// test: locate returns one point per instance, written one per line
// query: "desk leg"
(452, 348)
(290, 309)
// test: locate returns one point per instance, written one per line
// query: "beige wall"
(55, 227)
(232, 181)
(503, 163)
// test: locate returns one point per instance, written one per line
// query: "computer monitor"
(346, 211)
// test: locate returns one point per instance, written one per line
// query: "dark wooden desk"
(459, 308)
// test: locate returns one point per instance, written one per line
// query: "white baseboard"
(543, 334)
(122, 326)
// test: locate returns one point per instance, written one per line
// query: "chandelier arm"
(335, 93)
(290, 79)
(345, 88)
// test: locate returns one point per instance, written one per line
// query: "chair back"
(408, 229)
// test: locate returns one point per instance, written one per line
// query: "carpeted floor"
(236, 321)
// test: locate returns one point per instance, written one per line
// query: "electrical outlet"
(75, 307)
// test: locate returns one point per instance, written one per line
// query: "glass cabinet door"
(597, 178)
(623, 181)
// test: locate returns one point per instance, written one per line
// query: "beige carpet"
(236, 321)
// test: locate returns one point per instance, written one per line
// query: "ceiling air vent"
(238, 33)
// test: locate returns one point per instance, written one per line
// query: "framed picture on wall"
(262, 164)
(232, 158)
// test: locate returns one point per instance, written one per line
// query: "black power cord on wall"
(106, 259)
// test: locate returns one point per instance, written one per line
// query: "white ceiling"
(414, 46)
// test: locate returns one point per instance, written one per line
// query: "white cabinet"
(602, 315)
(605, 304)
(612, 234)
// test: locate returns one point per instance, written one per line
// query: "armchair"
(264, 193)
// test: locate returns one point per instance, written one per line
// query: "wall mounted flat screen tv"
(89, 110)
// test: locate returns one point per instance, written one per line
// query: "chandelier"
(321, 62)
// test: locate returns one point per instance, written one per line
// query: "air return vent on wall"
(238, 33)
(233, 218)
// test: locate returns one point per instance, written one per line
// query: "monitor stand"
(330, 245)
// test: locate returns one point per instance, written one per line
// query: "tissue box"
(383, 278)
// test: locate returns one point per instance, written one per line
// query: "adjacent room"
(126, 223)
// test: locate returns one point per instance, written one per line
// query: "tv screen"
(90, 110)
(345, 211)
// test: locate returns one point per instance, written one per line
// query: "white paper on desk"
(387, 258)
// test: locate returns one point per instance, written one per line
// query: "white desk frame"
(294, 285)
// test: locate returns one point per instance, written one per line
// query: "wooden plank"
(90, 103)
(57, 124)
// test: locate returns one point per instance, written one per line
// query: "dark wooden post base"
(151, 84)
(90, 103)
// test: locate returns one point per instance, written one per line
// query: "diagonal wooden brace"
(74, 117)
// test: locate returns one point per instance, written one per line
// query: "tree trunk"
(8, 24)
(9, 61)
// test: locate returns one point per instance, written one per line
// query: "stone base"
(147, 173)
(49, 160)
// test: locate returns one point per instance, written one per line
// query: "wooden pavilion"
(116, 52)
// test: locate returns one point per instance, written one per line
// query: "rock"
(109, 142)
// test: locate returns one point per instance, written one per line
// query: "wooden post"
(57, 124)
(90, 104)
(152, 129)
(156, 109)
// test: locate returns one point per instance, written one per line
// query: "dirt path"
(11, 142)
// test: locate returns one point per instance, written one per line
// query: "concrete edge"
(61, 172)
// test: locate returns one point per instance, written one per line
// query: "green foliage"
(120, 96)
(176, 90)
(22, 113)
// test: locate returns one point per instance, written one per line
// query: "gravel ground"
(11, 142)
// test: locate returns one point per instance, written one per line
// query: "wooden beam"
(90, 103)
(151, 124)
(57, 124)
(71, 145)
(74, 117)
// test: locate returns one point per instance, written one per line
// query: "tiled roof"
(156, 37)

STATED PROBLEM = Every entry in the listing must be retyped exactly.

ANSWER TO THE TASK =
// test: locate returns one point per instance, written one per line
// query: "desk leg"
(452, 348)
(290, 309)
// test: locate returns one point per instance, written one per line
// query: "beige wall"
(55, 227)
(232, 181)
(503, 163)
// test: locate returns one point per instance, written one per line
// query: "computer monitor"
(346, 211)
// test: locate returns one point per instance, written one per line
// query: "dark wooden desk"
(459, 308)
// test: locate returns one point per instance, written one per line
// query: "white baseboard"
(543, 334)
(122, 326)
// test: locate returns one point per instance, written one per line
// query: "chandelier arm"
(335, 93)
(290, 79)
(345, 88)
// test: locate returns one point per instance, written one per line
// query: "chair back"
(408, 229)
// test: locate returns one point per instance, written one per line
// query: "carpeted floor"
(236, 321)
// test: locate returns one point per instance, written one per line
// query: "electrical outlet"
(75, 307)
// test: locate returns one point per instance, written one per line
// query: "glass cabinet door"
(597, 178)
(623, 181)
// test: locate returns one point per instance, written one per line
// query: "beige carpet"
(236, 321)
// test: locate returns one point per instance, written one per line
// query: "ceiling air vent"
(238, 33)
// test: locate returns one point per instance, written one per line
// query: "framed picture on wall"
(262, 164)
(232, 158)
// test: locate returns one point per instance, written one per line
// query: "black power cord on wall"
(106, 259)
// test: locate returns one point per instance, written one per line
// query: "white ceiling"
(414, 46)
// test: locate returns one point per instance, written one per line
// query: "white cabinet"
(602, 315)
(605, 304)
(612, 234)
// test: locate returns one point per instance, written one per line
// query: "armchair"
(264, 193)
// test: locate returns one point per instance, written one per line
// query: "wall mounted flat screen tv"
(89, 110)
// test: locate returns one point per instance, written one per line
// query: "chandelier"
(321, 62)
// test: locate returns one point per instance, written one per line
// query: "air return vent on wall"
(238, 33)
(233, 218)
// test: locate returns one point per instance, written one per line
// query: "monitor stand"
(330, 245)
// test: locate returns one point per instance, written one per line
// query: "tissue box"
(383, 278)
// test: locate returns one point per instance, written one per line
// query: "adjacent room"
(126, 223)
// test: locate returns one point per instance, written one per line
// query: "tv screen"
(90, 110)
(345, 211)
// test: locate returns one point per instance, written one per line
// query: "white paper on desk"
(387, 258)
// test: locate returns one point per instance, written one per line
// query: "white desk frame"
(294, 285)
// test: locate returns one point per instance, written one per line
// query: "wooden plank"
(90, 103)
(57, 124)
// test: locate returns one point per instance, written one per line
// query: "dark wooden post base"
(151, 84)
(90, 103)
// test: locate returns one point per instance, written one per line
// query: "diagonal wooden brace"
(74, 117)
// test: locate returns one point per instance, written one per line
// query: "tree trunk"
(8, 24)
(9, 61)
// test: locate returns one point per instance, written one per line
// query: "stone base"
(147, 173)
(49, 160)
// test: locate returns one point per instance, written one per line
// query: "wooden pavilion"
(116, 52)
// test: locate returns one point per instance, written one per line
// query: "rock"
(109, 142)
// test: locate returns one point per instance, written one per line
// query: "wooden post"
(57, 124)
(90, 104)
(152, 129)
(156, 109)
// test: locate returns one point per instance, written one per line
// query: "dirt path"
(11, 142)
// test: locate returns one point per instance, written one per line
// query: "concrete edge"
(61, 172)
// test: locate returns one point per instance, written one per line
// query: "green foliage"
(120, 96)
(176, 90)
(22, 113)
// test: locate returns one point per instance, written one per line
// query: "gravel ground"
(11, 142)
// test: locate returns one point per instance, written one per line
// query: "wooden beam"
(90, 103)
(151, 124)
(57, 124)
(71, 145)
(74, 117)
// test: locate returns one point per instance, written one per line
// query: "tiled roof"
(156, 37)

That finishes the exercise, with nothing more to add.